= TASK STATEMENT =
Starting with the line that contains "Mark one point per instance of the woman in white" and going on through the end of the rows, write every line out again, requests included, and shift each coordinate in the answers by -61.

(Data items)
---------------
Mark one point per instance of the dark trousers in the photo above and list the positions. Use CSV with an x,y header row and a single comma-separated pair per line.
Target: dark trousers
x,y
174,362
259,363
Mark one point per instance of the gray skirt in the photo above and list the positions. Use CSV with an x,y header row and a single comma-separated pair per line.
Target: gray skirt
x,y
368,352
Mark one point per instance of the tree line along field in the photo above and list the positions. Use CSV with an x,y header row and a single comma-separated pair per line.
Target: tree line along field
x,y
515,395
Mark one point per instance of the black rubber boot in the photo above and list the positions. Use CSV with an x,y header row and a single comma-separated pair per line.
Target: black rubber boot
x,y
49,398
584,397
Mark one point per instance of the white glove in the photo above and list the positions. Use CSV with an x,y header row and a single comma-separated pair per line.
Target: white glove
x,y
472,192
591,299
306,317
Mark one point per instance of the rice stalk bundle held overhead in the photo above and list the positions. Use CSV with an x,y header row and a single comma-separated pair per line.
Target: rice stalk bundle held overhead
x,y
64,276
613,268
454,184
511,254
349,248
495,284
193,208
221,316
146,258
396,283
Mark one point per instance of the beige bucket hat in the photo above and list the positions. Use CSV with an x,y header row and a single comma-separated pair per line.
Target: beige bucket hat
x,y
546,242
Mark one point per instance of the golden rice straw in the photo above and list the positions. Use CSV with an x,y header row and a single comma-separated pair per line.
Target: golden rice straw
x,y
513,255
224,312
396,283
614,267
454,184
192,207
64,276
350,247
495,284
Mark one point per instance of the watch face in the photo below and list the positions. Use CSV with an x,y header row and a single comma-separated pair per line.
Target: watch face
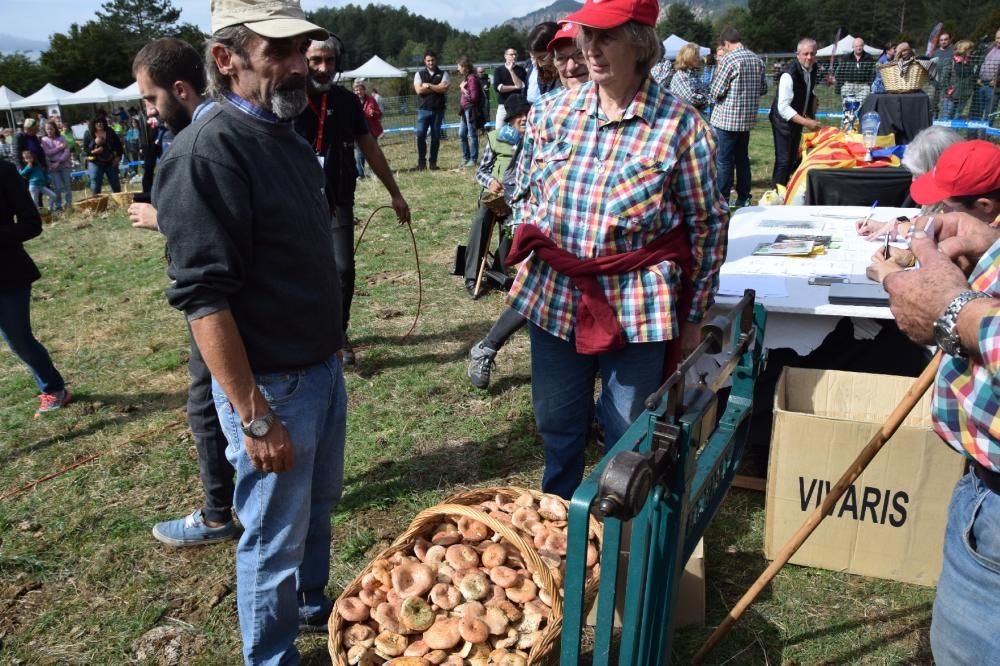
x,y
258,427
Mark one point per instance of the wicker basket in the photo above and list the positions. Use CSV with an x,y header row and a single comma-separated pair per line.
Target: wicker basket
x,y
94,204
476,496
122,199
423,524
916,77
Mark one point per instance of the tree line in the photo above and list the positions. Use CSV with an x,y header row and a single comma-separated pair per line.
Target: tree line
x,y
104,46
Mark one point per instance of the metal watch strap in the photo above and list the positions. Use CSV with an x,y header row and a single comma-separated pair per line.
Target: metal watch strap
x,y
946,327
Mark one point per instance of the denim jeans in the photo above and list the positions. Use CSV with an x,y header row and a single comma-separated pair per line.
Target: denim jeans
x,y
984,104
359,162
97,172
37,191
15,326
61,182
468,138
965,627
215,470
428,120
733,149
283,557
562,394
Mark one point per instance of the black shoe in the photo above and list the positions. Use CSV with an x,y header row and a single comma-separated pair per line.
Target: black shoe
x,y
348,352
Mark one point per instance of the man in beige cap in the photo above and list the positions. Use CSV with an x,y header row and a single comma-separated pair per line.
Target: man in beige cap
x,y
251,256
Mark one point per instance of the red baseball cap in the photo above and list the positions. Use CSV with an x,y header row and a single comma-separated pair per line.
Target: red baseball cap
x,y
963,169
606,14
566,31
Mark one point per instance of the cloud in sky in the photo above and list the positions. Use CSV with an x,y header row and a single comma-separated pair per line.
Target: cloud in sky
x,y
471,16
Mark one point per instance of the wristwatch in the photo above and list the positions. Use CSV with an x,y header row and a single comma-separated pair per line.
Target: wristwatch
x,y
258,427
946,327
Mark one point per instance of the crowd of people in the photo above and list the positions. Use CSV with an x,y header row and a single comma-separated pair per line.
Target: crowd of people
x,y
613,183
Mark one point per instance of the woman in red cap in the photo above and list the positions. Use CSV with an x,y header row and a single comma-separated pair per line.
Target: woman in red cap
x,y
616,197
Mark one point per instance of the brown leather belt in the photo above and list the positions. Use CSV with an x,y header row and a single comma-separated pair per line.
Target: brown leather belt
x,y
989,478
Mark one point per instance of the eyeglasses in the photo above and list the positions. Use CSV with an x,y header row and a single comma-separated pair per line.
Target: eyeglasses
x,y
577,56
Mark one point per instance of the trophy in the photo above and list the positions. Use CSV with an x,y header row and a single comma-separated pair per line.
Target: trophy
x,y
869,132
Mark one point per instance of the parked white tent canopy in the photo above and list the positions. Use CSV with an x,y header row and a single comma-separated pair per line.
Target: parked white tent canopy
x,y
845,46
7,98
96,92
376,68
128,93
48,95
673,44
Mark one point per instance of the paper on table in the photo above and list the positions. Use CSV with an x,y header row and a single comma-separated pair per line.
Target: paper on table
x,y
770,286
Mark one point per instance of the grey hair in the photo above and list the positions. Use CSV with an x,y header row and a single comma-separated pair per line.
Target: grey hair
x,y
649,50
236,38
805,41
923,151
331,43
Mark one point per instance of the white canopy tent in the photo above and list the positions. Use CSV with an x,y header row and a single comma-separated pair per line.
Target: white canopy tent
x,y
96,92
7,99
673,44
128,93
47,96
845,46
376,68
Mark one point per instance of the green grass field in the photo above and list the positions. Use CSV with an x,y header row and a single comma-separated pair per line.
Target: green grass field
x,y
82,581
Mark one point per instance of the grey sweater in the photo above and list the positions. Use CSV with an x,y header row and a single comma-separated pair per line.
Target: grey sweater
x,y
241,203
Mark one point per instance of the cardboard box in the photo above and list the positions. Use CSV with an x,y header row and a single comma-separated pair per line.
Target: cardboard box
x,y
690,608
890,523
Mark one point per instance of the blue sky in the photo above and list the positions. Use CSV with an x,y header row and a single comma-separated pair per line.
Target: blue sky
x,y
35,21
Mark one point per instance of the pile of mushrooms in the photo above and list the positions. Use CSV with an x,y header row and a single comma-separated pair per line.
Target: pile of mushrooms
x,y
463,596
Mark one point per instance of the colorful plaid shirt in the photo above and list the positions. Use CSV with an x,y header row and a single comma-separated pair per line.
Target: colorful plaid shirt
x,y
599,187
966,403
737,87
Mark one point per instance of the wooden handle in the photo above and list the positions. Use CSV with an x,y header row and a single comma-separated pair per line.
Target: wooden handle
x,y
855,469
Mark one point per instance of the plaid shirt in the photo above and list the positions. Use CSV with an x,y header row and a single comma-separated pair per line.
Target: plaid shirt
x,y
600,187
966,403
737,87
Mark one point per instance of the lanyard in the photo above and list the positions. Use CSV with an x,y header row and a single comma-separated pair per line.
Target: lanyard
x,y
321,116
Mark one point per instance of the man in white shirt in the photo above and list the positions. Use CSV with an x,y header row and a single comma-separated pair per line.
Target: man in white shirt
x,y
794,108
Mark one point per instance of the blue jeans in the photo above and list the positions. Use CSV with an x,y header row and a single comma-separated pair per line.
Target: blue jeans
x,y
37,191
733,149
468,138
283,557
965,628
984,103
359,162
562,394
97,172
428,120
15,326
61,182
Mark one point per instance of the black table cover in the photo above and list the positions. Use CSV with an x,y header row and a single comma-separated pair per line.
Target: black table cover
x,y
890,186
903,114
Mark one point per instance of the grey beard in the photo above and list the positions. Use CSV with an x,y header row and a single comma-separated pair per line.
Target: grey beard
x,y
288,104
316,86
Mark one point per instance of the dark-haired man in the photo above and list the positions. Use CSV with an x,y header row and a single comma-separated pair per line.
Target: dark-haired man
x,y
738,83
431,85
333,124
251,256
171,75
793,109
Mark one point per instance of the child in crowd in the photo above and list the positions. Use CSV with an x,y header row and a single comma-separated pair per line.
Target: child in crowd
x,y
38,180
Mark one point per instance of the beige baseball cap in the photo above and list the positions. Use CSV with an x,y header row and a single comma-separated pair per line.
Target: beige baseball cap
x,y
274,19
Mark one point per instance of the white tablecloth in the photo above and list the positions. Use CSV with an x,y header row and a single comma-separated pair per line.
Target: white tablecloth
x,y
799,314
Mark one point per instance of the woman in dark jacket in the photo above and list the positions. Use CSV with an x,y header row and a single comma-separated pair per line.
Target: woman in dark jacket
x,y
103,149
19,222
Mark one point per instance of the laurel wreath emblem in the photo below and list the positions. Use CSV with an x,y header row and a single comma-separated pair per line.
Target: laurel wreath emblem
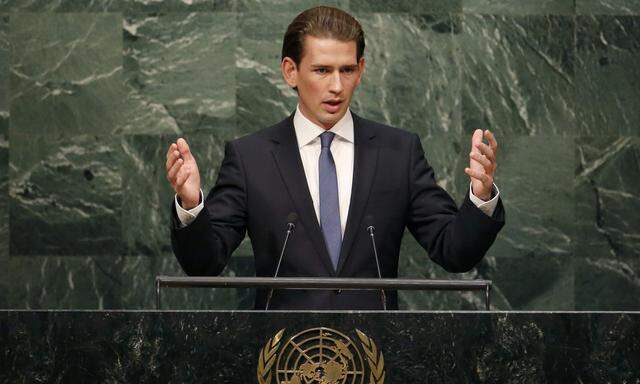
x,y
268,357
374,358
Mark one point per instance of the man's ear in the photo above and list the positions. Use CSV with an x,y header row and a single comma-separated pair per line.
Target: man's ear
x,y
360,70
289,72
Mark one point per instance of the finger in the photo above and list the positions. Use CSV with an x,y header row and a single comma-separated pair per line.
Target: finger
x,y
175,155
486,163
493,143
183,147
173,172
481,176
476,139
487,151
172,147
182,177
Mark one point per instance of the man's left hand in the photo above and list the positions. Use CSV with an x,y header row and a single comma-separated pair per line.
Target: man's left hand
x,y
482,163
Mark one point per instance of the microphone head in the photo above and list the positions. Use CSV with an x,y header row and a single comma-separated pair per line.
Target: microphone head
x,y
368,223
368,220
292,217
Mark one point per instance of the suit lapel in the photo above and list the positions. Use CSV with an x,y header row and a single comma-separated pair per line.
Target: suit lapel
x,y
287,157
364,169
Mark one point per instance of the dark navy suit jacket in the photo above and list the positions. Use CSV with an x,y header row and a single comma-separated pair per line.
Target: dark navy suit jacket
x,y
261,181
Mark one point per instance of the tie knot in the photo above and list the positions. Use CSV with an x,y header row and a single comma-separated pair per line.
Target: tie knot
x,y
326,138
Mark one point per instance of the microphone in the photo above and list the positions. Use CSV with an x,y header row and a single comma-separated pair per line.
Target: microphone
x,y
368,219
292,217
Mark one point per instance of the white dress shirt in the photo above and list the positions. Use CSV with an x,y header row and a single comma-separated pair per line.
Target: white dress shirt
x,y
308,137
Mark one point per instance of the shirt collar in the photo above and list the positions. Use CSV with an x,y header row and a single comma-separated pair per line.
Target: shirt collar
x,y
307,131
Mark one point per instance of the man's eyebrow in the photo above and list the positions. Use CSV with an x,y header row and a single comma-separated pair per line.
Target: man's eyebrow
x,y
351,66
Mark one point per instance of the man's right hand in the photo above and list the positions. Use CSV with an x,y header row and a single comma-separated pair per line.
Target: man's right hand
x,y
183,174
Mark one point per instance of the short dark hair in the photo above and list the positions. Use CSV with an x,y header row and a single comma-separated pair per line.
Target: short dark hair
x,y
322,21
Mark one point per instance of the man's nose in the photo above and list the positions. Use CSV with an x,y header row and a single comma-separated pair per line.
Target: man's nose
x,y
336,82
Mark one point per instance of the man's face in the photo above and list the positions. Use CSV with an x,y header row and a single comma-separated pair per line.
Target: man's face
x,y
326,78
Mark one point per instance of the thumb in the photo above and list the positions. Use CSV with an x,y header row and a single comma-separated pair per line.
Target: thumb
x,y
184,150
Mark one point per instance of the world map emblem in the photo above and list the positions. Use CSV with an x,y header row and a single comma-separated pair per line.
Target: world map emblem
x,y
320,356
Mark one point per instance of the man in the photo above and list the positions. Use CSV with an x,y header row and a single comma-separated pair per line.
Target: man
x,y
337,173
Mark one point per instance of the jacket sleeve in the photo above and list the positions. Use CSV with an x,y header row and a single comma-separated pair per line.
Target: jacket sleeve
x,y
455,238
204,246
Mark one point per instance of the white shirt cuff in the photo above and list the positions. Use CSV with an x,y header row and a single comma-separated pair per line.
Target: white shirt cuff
x,y
186,217
485,206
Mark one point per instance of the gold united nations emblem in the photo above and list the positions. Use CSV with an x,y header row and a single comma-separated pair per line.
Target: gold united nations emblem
x,y
320,356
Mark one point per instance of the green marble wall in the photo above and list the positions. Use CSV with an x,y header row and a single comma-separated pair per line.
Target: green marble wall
x,y
92,92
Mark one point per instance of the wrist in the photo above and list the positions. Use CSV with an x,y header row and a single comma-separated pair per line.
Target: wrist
x,y
188,203
482,196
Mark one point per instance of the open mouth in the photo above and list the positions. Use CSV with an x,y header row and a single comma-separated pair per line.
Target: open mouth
x,y
332,106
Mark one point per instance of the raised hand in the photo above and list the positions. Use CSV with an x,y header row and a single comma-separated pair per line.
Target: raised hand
x,y
482,163
183,174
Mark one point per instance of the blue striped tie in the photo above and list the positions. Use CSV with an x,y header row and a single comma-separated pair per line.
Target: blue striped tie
x,y
329,206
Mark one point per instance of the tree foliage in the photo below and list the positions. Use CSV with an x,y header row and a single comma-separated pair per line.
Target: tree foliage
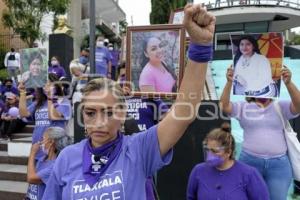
x,y
161,10
296,40
24,16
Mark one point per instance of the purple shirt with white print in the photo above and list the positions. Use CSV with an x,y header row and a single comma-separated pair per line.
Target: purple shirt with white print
x,y
44,169
58,70
42,121
263,129
240,182
124,179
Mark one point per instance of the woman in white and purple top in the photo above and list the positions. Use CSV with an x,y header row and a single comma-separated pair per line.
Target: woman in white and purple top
x,y
221,176
109,165
264,145
50,108
38,172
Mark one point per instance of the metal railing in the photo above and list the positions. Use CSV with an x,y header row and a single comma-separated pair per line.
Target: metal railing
x,y
237,3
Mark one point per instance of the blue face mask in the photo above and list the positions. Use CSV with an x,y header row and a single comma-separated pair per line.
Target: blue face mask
x,y
213,160
83,60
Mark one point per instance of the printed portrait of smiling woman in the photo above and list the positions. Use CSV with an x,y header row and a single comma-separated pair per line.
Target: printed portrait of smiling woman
x,y
156,76
252,70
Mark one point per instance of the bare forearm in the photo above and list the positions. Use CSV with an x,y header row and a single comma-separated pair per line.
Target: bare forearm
x,y
225,97
185,109
294,94
191,91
---------------
= FINISHED EXERCISE =
Mark one point per instance of the woman in white and purple top in the photo above and list the positions. Use CSV with an x,y header row and a single comma-separated pair per line.
Target: woman in white and purple top
x,y
160,115
48,104
203,84
-11,47
-23,111
Mark one point per instance of the metal railing in the photo above and list the positions. Use CSV with an x,y header row and a single comma-separated pair per line.
Target: metal railing
x,y
176,-58
Mark one point per instance of the blue face mask in the photo above and list the positions. Use CSV with an x,y header row and a single comma-separated pair per line.
Target: blue face mask
x,y
152,99
22,-1
Mark one point per instance of the printed portrait of smiling woman in the photo above and list the positions. Use CSV with an x,y header row and a single comma-separated pair per line.
Target: printed portrait of smiling woman
x,y
95,15
191,9
Mark one point per instance of the bare forearm in the photo above and list the positions. Use CSV with an x,y header row and a single comma-separated pair per line.
Target: bare forearm
x,y
164,36
124,48
233,33
130,30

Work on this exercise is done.